(Entries listed in a dataset)
====================
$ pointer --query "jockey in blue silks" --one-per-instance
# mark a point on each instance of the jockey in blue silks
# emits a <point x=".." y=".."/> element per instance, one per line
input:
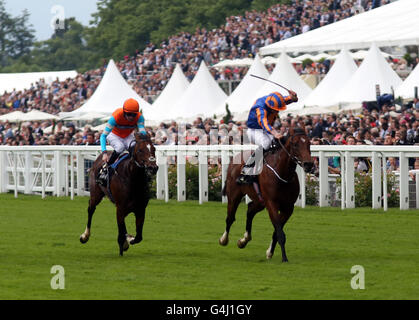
<point x="260" y="130"/>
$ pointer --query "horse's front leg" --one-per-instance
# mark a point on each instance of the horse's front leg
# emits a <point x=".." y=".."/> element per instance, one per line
<point x="139" y="223"/>
<point x="122" y="232"/>
<point x="278" y="221"/>
<point x="252" y="208"/>
<point x="271" y="249"/>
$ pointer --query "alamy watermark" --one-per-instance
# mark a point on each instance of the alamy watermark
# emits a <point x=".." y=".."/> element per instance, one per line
<point x="58" y="280"/>
<point x="358" y="280"/>
<point x="58" y="20"/>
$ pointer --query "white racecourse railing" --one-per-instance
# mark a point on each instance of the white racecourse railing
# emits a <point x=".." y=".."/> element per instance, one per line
<point x="62" y="170"/>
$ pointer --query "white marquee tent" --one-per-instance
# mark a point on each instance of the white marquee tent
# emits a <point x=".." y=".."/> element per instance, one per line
<point x="407" y="89"/>
<point x="373" y="70"/>
<point x="22" y="81"/>
<point x="284" y="74"/>
<point x="174" y="89"/>
<point x="111" y="93"/>
<point x="341" y="71"/>
<point x="395" y="24"/>
<point x="240" y="98"/>
<point x="202" y="98"/>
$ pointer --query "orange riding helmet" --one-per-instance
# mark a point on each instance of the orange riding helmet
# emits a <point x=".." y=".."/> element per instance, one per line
<point x="131" y="106"/>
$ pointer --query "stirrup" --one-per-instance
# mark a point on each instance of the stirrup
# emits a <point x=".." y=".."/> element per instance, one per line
<point x="102" y="177"/>
<point x="245" y="179"/>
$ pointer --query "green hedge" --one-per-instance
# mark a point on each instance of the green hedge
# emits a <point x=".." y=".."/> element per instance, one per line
<point x="363" y="190"/>
<point x="363" y="187"/>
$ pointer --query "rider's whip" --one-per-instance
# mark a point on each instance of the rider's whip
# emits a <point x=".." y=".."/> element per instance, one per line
<point x="269" y="81"/>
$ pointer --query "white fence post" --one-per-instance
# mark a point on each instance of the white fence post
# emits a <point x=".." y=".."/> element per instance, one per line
<point x="404" y="181"/>
<point x="203" y="176"/>
<point x="181" y="175"/>
<point x="301" y="200"/>
<point x="225" y="161"/>
<point x="350" y="180"/>
<point x="162" y="176"/>
<point x="323" y="180"/>
<point x="376" y="181"/>
<point x="385" y="196"/>
<point x="3" y="171"/>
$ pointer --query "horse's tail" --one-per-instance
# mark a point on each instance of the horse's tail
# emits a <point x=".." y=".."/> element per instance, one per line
<point x="224" y="192"/>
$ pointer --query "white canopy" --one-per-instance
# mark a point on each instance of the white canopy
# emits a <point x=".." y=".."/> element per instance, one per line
<point x="395" y="24"/>
<point x="174" y="89"/>
<point x="202" y="97"/>
<point x="284" y="74"/>
<point x="407" y="89"/>
<point x="36" y="115"/>
<point x="373" y="70"/>
<point x="14" y="116"/>
<point x="22" y="81"/>
<point x="111" y="93"/>
<point x="341" y="71"/>
<point x="240" y="98"/>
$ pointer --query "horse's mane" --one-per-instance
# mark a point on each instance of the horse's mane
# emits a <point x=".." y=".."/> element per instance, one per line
<point x="284" y="139"/>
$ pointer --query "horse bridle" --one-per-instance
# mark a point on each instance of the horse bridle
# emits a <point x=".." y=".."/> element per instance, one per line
<point x="292" y="157"/>
<point x="132" y="144"/>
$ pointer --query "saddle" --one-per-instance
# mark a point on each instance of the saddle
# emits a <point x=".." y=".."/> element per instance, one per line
<point x="106" y="172"/>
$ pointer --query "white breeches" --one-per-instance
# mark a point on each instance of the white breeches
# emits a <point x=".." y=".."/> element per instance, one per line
<point x="120" y="144"/>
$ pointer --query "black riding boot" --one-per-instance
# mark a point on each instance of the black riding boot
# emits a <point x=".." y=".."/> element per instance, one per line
<point x="105" y="171"/>
<point x="248" y="174"/>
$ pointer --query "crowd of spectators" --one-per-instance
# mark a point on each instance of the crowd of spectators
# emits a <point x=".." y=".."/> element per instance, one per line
<point x="149" y="71"/>
<point x="240" y="37"/>
<point x="387" y="124"/>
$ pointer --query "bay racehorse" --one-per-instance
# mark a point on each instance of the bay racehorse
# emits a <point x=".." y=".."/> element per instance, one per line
<point x="128" y="189"/>
<point x="277" y="190"/>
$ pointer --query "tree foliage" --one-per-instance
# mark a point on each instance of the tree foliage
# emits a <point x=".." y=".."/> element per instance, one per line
<point x="118" y="28"/>
<point x="16" y="35"/>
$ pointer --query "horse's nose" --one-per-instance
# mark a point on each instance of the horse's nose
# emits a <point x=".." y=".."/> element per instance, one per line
<point x="152" y="169"/>
<point x="308" y="166"/>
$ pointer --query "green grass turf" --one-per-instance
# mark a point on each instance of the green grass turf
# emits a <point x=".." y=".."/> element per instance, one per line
<point x="180" y="257"/>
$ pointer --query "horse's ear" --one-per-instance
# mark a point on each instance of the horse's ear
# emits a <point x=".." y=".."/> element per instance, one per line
<point x="291" y="130"/>
<point x="303" y="126"/>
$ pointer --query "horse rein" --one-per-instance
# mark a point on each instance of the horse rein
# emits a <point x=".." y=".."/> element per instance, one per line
<point x="293" y="158"/>
<point x="151" y="159"/>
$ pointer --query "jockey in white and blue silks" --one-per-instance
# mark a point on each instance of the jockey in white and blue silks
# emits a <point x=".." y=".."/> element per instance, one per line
<point x="260" y="130"/>
<point x="119" y="131"/>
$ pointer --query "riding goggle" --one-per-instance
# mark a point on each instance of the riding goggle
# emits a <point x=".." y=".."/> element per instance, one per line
<point x="129" y="114"/>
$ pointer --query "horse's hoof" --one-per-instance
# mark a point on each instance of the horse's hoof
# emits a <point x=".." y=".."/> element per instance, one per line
<point x="125" y="247"/>
<point x="83" y="239"/>
<point x="223" y="241"/>
<point x="135" y="241"/>
<point x="241" y="243"/>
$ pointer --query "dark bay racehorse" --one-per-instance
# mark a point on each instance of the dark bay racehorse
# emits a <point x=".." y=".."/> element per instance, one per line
<point x="279" y="188"/>
<point x="129" y="190"/>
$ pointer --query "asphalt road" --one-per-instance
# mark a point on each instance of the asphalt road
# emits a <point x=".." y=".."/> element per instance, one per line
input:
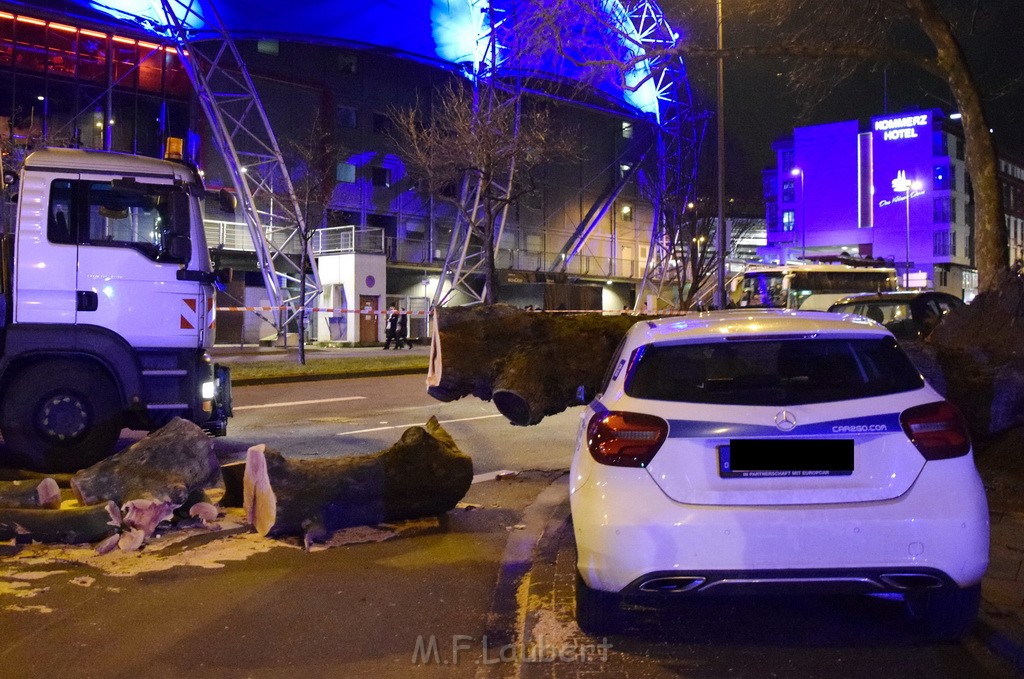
====================
- **Objective**: Please identify every line of the records above that contains the word "bridle" and copy each one; case counts.

- **Solution for this exercise**:
$ pointer --query "horse bridle" --one-per-instance
# mark a point on each instance of the horse bridle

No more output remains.